EXERCISE REQUIREMENTS – Filter the rows below and copy out every line that contains the word "overcast".

A run of rows:
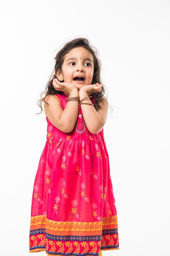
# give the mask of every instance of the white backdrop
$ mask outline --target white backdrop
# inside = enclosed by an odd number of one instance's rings
[[[32,193],[46,129],[37,102],[56,51],[80,36],[98,50],[114,109],[104,131],[120,249],[103,256],[169,256],[170,1],[7,0],[0,6],[0,255],[31,255]]]

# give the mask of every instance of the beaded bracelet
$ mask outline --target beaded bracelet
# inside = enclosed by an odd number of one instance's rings
[[[88,102],[80,102],[80,105],[81,105],[82,104],[84,104],[85,105],[91,105],[92,106],[94,106],[94,104],[93,104],[93,103],[88,103]]]
[[[86,99],[89,99],[89,98],[92,97],[92,96],[90,96],[90,95],[91,94],[89,94],[88,95],[87,95],[87,96],[82,99],[80,101],[80,102],[81,103],[81,102],[82,102],[82,101],[85,101]]]
[[[66,101],[79,101],[80,98],[79,97],[70,97],[69,98],[65,98]]]

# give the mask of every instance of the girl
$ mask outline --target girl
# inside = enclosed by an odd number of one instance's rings
[[[86,38],[67,43],[38,101],[47,135],[33,189],[30,252],[98,256],[119,249],[98,56]]]

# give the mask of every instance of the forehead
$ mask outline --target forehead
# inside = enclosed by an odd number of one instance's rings
[[[83,47],[77,47],[74,48],[70,51],[65,55],[65,60],[70,58],[90,58],[92,61],[93,61],[93,58],[92,54],[87,49]]]

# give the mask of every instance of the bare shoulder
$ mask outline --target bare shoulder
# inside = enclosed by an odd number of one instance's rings
[[[101,108],[108,108],[109,104],[107,98],[103,96],[100,98],[100,99],[99,104]]]
[[[48,95],[44,101],[44,107],[46,108],[49,105],[58,105],[60,104],[60,101],[57,95],[50,94]]]

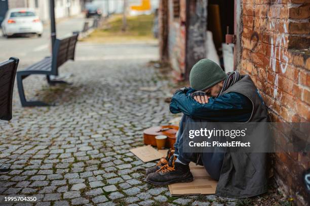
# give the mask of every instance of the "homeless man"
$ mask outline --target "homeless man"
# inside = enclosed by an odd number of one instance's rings
[[[268,116],[262,99],[249,75],[227,74],[214,62],[203,59],[192,67],[191,88],[177,90],[170,102],[172,113],[182,112],[174,147],[159,163],[146,171],[146,181],[155,185],[193,180],[189,162],[200,163],[218,180],[216,194],[235,198],[258,195],[267,191],[265,154],[230,152],[183,152],[183,132],[186,123],[201,120],[216,122],[263,122]]]

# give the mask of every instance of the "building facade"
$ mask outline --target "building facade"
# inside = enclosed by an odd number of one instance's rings
[[[217,55],[225,70],[233,65],[251,76],[273,122],[309,122],[309,0],[161,0],[161,59],[176,79],[186,80],[199,60]],[[279,188],[307,205],[309,153],[272,156]]]

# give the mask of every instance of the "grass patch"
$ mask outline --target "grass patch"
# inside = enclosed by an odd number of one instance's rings
[[[96,42],[125,42],[136,40],[154,40],[152,27],[154,15],[139,15],[127,17],[127,29],[122,31],[123,16],[115,15],[96,29],[83,41]]]

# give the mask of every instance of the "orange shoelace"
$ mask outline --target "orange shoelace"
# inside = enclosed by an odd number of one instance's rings
[[[160,160],[160,161],[158,162],[158,163],[157,163],[157,165],[156,165],[156,166],[158,166],[161,165],[162,164],[166,165],[167,164],[168,164],[168,161],[167,161],[167,160],[166,160],[166,158],[162,158]]]
[[[160,172],[162,171],[163,173],[165,173],[168,172],[172,172],[175,170],[174,169],[174,161],[176,160],[176,157],[175,157],[173,161],[172,161],[172,166],[170,166],[167,163],[161,168],[159,170],[156,171],[156,172]]]

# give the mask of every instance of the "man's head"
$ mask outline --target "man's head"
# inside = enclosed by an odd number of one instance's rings
[[[190,87],[197,91],[203,91],[216,96],[223,87],[223,81],[227,75],[216,63],[203,59],[191,68],[189,74]]]

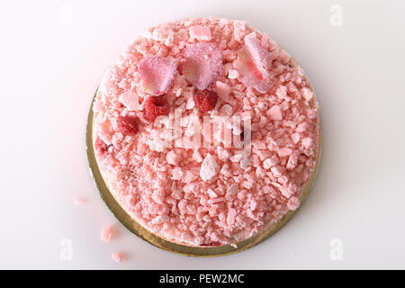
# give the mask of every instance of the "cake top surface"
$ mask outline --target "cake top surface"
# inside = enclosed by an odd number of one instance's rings
[[[193,246],[248,238],[300,205],[315,170],[318,104],[303,70],[242,21],[145,31],[94,104],[102,174],[144,227]]]

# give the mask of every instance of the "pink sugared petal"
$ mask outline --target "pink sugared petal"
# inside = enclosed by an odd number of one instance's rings
[[[183,75],[199,90],[206,89],[222,70],[222,56],[212,43],[189,44],[184,55]]]
[[[152,95],[161,95],[169,90],[175,78],[176,65],[169,59],[150,56],[140,63],[140,84]]]
[[[274,79],[268,73],[272,63],[272,55],[260,46],[256,33],[245,37],[245,46],[238,51],[236,68],[241,75],[240,81],[248,87],[266,93],[274,85]]]

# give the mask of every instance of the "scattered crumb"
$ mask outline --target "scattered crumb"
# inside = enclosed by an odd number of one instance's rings
[[[105,226],[102,230],[101,239],[104,242],[110,242],[112,236],[112,227],[111,225]]]

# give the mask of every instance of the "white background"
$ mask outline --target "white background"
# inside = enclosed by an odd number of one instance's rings
[[[329,22],[335,4],[341,27]],[[0,268],[405,268],[404,12],[400,0],[2,3]],[[110,214],[85,133],[94,90],[124,45],[150,25],[210,15],[249,22],[300,63],[324,142],[313,190],[283,230],[242,253],[193,258],[142,241]],[[110,244],[100,240],[106,224],[117,231]],[[60,259],[64,238],[71,261]],[[340,261],[330,257],[335,238]],[[116,251],[128,261],[113,262]]]

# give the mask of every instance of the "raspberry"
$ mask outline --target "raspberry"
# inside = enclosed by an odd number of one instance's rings
[[[99,137],[95,140],[94,148],[97,155],[103,155],[108,151],[107,144],[105,144]]]
[[[145,119],[153,122],[158,116],[168,113],[167,103],[161,96],[150,96],[145,102],[143,114]]]
[[[138,132],[138,123],[135,116],[120,117],[117,123],[118,128],[124,135],[135,135]]]
[[[199,91],[194,95],[195,106],[202,112],[212,110],[218,101],[218,94],[210,90]]]

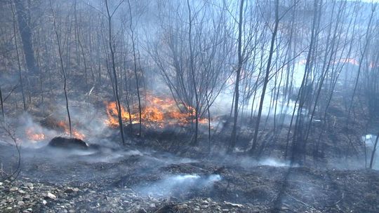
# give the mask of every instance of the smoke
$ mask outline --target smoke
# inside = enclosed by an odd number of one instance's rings
[[[266,165],[266,166],[270,166],[270,167],[298,167],[298,165],[291,165],[291,162],[289,160],[281,160],[279,159],[276,158],[264,158],[262,160],[255,160],[250,157],[245,157],[241,158],[239,160],[239,163],[235,162],[235,163],[238,163],[240,166],[246,168],[252,168],[253,167],[257,166],[261,166],[261,165]]]
[[[147,186],[136,187],[135,191],[142,195],[167,197],[171,195],[194,192],[204,187],[211,187],[220,181],[219,174],[200,176],[199,174],[167,175],[162,179]]]

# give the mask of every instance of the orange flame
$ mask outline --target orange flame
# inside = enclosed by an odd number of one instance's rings
[[[196,111],[190,106],[182,106],[178,104],[173,99],[168,98],[159,98],[149,96],[147,98],[147,106],[144,107],[141,111],[141,120],[144,125],[149,127],[163,128],[166,125],[185,125],[191,122],[191,118],[194,116]],[[179,107],[178,107],[179,106]],[[182,108],[185,112],[179,109]],[[118,127],[118,110],[116,102],[107,103],[107,114],[108,119],[105,123],[110,127]],[[139,113],[126,112],[123,106],[121,106],[121,116],[122,121],[125,123],[139,123]],[[208,119],[199,119],[200,123],[208,122]]]

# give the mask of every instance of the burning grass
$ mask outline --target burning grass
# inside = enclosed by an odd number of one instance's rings
[[[108,119],[105,124],[109,127],[119,126],[119,110],[115,102],[106,102],[106,111]],[[139,123],[139,113],[133,113],[126,110],[121,106],[121,116],[123,122],[126,123]],[[185,125],[194,122],[195,109],[191,106],[185,106],[176,103],[169,98],[159,98],[149,96],[147,98],[147,104],[141,112],[141,120],[144,125],[149,128],[164,128],[167,125]],[[208,123],[208,119],[201,118],[200,123]]]

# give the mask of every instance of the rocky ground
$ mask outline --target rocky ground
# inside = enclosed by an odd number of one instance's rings
[[[3,165],[15,162],[14,147],[1,145],[0,152]],[[185,158],[130,147],[25,148],[21,154],[18,178],[0,182],[1,212],[379,211],[375,170],[290,167],[241,156]]]

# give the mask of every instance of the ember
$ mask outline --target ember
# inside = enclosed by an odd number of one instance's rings
[[[164,128],[166,125],[184,125],[192,121],[194,118],[195,109],[190,106],[177,104],[173,99],[168,98],[159,98],[149,96],[147,97],[147,104],[142,109],[141,114],[142,121],[148,127]],[[107,114],[108,119],[105,123],[110,127],[118,127],[118,110],[116,102],[107,103]],[[139,122],[138,113],[128,113],[123,106],[121,106],[121,115],[124,122],[132,123]],[[194,118],[192,121],[194,121]],[[206,123],[208,119],[201,118],[201,123]]]

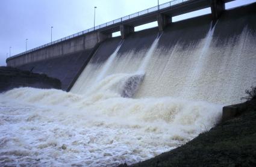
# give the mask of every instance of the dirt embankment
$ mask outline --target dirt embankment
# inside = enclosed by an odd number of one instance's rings
[[[256,166],[256,100],[246,104],[240,115],[180,147],[131,166]]]
[[[61,83],[45,74],[9,67],[0,67],[0,93],[19,87],[60,89]]]

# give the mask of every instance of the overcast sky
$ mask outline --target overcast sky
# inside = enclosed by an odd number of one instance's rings
[[[226,8],[254,2],[237,0]],[[10,46],[11,55],[25,51],[26,38],[28,50],[50,42],[52,26],[53,41],[93,27],[95,6],[98,25],[157,5],[157,0],[0,0],[0,65],[6,65]]]

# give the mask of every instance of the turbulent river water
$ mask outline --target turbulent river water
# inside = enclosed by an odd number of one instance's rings
[[[70,93],[20,88],[0,94],[0,166],[131,164],[209,130],[223,105],[239,102],[255,82],[256,70],[255,56],[242,54],[255,47],[246,27],[223,49],[213,44],[210,27],[187,50],[178,41],[161,48],[158,34],[136,58],[133,50],[117,58],[121,41],[105,63],[89,62]],[[233,55],[230,43],[238,47]],[[220,51],[221,58],[214,56]]]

SOLUTION FOR THIS TASK –
# give the mask of every instance of the overcast sky
$ mask outline --target overcast sky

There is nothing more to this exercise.